(Object point labels)
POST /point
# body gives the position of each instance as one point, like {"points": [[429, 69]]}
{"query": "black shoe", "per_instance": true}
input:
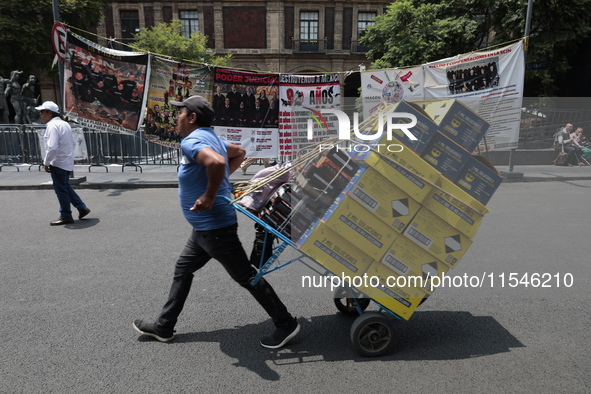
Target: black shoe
{"points": [[83, 212], [281, 336], [61, 221], [150, 330]]}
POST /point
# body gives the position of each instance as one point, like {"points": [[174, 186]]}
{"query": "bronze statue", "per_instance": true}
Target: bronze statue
{"points": [[28, 94], [16, 98], [3, 103]]}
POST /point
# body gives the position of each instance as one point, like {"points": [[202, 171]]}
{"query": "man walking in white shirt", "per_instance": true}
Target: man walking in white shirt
{"points": [[59, 161]]}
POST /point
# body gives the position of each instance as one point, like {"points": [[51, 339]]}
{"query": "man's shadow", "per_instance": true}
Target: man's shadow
{"points": [[427, 335]]}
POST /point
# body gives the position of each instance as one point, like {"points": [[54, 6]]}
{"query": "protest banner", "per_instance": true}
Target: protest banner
{"points": [[302, 98], [170, 80], [104, 88]]}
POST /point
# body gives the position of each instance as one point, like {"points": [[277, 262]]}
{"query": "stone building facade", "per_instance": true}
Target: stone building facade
{"points": [[274, 36]]}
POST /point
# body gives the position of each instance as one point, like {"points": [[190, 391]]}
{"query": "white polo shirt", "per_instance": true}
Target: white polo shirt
{"points": [[59, 145]]}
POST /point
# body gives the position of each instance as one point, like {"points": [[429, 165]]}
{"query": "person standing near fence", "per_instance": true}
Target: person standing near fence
{"points": [[59, 161], [205, 170]]}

● What you need to do:
Every record must be copied exactly, with the pictures left out.

● Finished exercise:
POST /point
# body gives the position of each instance as one point, like {"points": [[429, 69]]}
{"query": "black shoe", "per_instance": true}
input:
Target: black shoe
{"points": [[83, 212], [281, 336], [61, 221], [150, 330]]}
POST /point
# body gives the position of each instance as one point, like {"points": [[174, 186]]}
{"query": "bronze statue", "per_instance": true}
Target: bronze statue
{"points": [[28, 94], [16, 98], [3, 103]]}
POST /point
# body gives the position of each instance as one point, like {"points": [[202, 171]]}
{"query": "man walking in white shirt", "per_instance": true}
Target: man walking in white shirt
{"points": [[59, 161]]}
POST /point
# body gives the position of each instance as one point, like {"points": [[51, 339]]}
{"query": "man's shadow", "per_instance": true}
Target: man's shadow
{"points": [[427, 335]]}
POST /point
# body gives the position of each instance as one point, like {"points": [[54, 6]]}
{"query": "protest banner", "per_instance": true}
Target: protest banner
{"points": [[302, 98], [170, 80], [104, 88]]}
POST /point
# body gives the position of each instance as one point, like {"points": [[277, 262]]}
{"query": "stone building facade", "per_instance": true}
Target: stone building facade
{"points": [[274, 36]]}
POST /point
# body gives the position of each instance as one point, like {"points": [[190, 391]]}
{"query": "white polo shirt", "per_instance": true}
Target: white polo shirt
{"points": [[59, 145]]}
POST /point
# body gives the position of each instance as one point, like {"points": [[429, 165]]}
{"query": "person standing near fence", "per_instance": true}
Target: person standing near fence
{"points": [[59, 161], [205, 170]]}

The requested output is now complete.